--- START OF DATA FOR THIS TASK ---
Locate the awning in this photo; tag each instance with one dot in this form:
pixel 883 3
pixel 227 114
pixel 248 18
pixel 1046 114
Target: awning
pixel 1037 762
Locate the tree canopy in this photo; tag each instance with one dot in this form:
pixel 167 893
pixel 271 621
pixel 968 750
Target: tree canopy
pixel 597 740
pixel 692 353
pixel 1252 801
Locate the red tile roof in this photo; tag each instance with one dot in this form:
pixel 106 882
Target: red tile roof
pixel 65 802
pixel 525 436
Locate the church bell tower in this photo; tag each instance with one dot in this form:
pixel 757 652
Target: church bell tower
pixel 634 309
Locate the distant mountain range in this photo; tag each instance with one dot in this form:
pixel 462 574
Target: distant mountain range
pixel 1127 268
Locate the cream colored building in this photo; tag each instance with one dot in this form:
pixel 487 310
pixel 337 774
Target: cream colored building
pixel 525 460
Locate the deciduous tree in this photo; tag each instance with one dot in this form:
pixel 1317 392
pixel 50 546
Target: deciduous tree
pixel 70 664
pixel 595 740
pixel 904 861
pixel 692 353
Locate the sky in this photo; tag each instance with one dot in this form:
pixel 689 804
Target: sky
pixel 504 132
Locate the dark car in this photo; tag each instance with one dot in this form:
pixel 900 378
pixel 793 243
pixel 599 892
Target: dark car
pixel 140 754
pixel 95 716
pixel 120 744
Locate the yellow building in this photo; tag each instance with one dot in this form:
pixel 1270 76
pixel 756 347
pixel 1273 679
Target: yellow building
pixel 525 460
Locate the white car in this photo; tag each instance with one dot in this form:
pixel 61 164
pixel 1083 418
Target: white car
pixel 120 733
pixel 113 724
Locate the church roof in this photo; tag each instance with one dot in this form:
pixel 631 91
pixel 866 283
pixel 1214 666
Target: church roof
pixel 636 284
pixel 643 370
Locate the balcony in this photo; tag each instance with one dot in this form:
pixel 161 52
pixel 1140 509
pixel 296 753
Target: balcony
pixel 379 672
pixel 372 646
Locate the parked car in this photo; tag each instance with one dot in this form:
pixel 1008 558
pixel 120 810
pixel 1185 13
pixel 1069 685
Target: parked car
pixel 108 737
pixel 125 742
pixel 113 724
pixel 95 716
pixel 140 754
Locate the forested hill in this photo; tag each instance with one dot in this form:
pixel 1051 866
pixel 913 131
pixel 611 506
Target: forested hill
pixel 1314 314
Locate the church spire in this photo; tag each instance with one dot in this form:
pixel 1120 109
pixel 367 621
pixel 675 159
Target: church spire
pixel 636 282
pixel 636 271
--- END OF DATA FOR THIS TASK ---
--- START OF DATA FOR THIS TASK ---
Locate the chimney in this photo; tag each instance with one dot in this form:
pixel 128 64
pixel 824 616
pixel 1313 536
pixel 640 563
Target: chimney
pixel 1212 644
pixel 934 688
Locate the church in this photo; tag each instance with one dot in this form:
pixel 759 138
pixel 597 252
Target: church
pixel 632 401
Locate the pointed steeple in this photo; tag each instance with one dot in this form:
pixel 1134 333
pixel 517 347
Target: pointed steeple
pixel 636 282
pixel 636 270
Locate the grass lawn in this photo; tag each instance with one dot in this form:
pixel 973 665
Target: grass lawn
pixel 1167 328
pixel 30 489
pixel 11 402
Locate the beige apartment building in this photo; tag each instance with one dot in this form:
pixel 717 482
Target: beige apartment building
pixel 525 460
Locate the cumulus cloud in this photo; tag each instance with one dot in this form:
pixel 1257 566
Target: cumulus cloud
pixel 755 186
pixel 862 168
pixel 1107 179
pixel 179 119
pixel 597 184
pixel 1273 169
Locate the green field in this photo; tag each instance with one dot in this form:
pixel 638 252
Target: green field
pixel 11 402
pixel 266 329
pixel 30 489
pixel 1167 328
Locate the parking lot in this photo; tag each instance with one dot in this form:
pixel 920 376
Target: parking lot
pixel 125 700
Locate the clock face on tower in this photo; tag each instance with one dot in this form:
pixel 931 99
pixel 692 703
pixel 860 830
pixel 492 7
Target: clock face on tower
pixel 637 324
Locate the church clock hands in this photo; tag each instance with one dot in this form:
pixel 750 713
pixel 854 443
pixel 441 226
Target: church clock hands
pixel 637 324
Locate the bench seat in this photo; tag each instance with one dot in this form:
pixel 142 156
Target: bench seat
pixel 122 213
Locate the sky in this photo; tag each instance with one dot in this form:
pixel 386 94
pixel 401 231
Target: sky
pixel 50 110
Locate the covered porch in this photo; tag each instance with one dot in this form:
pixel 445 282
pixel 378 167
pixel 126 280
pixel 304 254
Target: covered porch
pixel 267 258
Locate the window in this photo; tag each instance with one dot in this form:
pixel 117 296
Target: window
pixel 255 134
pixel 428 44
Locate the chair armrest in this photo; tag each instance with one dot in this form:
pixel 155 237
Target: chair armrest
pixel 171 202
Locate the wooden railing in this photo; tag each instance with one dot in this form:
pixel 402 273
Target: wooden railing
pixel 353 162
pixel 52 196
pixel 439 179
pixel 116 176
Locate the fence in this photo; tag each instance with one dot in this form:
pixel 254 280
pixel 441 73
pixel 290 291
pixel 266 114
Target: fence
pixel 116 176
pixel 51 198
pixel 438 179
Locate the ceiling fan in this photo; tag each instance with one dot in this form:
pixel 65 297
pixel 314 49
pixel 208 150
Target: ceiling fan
--- END OF DATA FOR THIS TASK ---
--- START OF DATA FOR THIS TASK ---
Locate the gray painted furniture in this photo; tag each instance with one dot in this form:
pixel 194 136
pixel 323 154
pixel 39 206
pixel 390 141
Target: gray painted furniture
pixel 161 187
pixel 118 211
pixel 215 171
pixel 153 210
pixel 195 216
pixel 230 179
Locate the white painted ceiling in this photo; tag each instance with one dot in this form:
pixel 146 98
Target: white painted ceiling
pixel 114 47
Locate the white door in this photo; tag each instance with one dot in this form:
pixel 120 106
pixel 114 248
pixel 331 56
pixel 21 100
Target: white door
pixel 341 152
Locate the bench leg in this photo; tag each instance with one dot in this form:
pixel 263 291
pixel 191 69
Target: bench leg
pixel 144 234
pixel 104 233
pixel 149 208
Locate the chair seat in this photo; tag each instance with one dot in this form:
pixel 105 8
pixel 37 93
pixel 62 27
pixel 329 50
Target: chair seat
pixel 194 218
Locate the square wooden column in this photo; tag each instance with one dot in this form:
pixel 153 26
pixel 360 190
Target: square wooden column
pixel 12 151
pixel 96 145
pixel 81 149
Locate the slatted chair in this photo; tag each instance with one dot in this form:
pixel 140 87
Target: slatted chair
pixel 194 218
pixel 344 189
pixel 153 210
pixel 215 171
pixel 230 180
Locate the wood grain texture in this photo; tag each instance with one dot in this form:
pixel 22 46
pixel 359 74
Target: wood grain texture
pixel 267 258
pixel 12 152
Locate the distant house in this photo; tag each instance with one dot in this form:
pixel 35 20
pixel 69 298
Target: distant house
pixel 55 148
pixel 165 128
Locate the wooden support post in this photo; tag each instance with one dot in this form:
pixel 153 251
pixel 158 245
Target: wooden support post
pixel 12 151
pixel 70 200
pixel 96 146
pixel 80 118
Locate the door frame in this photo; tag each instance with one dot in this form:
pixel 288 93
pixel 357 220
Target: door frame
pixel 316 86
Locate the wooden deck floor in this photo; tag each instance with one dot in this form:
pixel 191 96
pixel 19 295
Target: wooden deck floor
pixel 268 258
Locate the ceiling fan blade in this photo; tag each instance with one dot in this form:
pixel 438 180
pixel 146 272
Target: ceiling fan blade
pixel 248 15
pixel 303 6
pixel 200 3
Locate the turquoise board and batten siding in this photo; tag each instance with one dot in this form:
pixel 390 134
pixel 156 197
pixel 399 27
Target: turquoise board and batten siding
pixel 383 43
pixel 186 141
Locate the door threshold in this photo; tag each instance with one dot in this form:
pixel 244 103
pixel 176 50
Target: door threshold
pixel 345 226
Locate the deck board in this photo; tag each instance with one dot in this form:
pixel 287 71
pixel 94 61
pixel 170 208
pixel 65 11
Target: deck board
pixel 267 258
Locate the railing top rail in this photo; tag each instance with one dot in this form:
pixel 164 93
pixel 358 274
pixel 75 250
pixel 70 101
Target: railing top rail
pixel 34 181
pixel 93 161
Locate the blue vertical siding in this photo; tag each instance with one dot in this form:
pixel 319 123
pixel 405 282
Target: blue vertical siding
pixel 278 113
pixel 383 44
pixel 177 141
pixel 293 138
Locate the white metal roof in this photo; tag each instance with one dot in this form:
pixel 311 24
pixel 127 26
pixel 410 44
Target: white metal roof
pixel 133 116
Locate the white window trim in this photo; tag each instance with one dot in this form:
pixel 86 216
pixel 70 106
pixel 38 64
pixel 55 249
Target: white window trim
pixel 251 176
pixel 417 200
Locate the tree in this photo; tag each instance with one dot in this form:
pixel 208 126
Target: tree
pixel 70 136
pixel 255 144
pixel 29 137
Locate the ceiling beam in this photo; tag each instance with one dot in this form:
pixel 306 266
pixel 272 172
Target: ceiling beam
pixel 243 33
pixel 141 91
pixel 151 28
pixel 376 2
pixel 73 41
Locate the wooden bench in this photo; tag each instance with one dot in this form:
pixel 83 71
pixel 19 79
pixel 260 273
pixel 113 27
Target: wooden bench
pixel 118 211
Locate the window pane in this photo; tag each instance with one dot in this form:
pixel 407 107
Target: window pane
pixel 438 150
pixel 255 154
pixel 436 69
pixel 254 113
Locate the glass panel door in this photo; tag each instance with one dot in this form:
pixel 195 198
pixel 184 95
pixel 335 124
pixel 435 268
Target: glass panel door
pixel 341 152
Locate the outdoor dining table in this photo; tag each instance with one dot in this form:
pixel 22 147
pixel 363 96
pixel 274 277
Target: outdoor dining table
--- END OF DATA FOR THIS TASK ---
Please rewrite the records from the line containing "Locate the church spire" up to and including the line containing "pixel 636 271" as a JSON list of strings, with one string per line and any blank lines omitted.

RESULT FOR THIS EXERCISE -
[
  "Locate the church spire in this photo; tag each instance with one dot in this form:",
  "pixel 1120 109",
  "pixel 367 621",
  "pixel 675 159",
  "Target: church spire",
  "pixel 636 282",
  "pixel 636 271"
]